EXERCISE OBJECTIVE: Put the lines of the material below into a numbered list, starting with the line that contains "the white porch" and going on through the line that contains "x=351 y=672". Leave out blank lines and anything outside that stretch.

Collected data entries:
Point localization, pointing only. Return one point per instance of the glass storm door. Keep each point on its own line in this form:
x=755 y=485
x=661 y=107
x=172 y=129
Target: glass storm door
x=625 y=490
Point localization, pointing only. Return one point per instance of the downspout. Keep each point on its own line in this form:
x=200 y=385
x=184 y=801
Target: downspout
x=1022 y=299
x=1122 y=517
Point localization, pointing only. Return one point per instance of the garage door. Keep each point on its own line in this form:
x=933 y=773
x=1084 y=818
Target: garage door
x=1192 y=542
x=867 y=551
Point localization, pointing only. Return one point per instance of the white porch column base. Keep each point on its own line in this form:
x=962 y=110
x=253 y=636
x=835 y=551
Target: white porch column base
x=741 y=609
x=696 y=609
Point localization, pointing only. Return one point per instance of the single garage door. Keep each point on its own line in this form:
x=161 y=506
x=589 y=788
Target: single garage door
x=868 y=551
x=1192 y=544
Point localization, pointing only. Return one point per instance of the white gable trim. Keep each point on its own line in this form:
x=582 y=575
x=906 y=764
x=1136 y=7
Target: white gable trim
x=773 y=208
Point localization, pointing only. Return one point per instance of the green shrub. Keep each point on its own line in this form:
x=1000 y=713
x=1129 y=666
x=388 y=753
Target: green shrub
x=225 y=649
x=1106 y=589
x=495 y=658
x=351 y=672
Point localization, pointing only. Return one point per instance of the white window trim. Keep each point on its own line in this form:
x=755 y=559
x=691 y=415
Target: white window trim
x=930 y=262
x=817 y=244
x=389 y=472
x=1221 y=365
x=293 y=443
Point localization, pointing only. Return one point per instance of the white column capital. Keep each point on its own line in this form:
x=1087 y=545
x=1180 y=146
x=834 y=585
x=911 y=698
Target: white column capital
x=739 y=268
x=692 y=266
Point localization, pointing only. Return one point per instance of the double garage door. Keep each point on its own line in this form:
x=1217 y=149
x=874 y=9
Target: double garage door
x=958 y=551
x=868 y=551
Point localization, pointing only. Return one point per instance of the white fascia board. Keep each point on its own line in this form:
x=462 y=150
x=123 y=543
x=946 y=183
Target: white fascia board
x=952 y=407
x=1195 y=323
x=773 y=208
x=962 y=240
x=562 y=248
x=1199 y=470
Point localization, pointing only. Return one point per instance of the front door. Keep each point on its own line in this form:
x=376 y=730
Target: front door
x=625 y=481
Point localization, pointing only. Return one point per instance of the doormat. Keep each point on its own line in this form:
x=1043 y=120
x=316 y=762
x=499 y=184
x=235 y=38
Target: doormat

ANSWER TO THIS PROBLEM:
1. Point localization, pointing only. Return one point per instance of the white porch column base. Keep each point on its own line in this form:
2. x=962 y=110
3. x=253 y=636
4. x=835 y=551
5. Target: white porch column base
6. x=741 y=609
7. x=696 y=609
8. Point localization, pointing only. Return one point per instance of the single garage door. Keep each point on its own line in this form:
9. x=161 y=506
10. x=589 y=788
11. Target: single garage door
12. x=868 y=551
13. x=1192 y=544
14. Point localization, pointing only. Return one point per instance of the white gable trim. Keep each point on its own line in this form:
15. x=582 y=575
16. x=906 y=764
17. x=1136 y=7
18. Target: white gable trim
19. x=773 y=208
20. Point localization, pointing only. Return one point per instance of the green shrub. Keep each point on its own line in this form:
21. x=1000 y=713
22. x=1129 y=666
23. x=388 y=753
24. Target: green shrub
25. x=225 y=649
26. x=1106 y=589
27. x=495 y=658
28. x=351 y=672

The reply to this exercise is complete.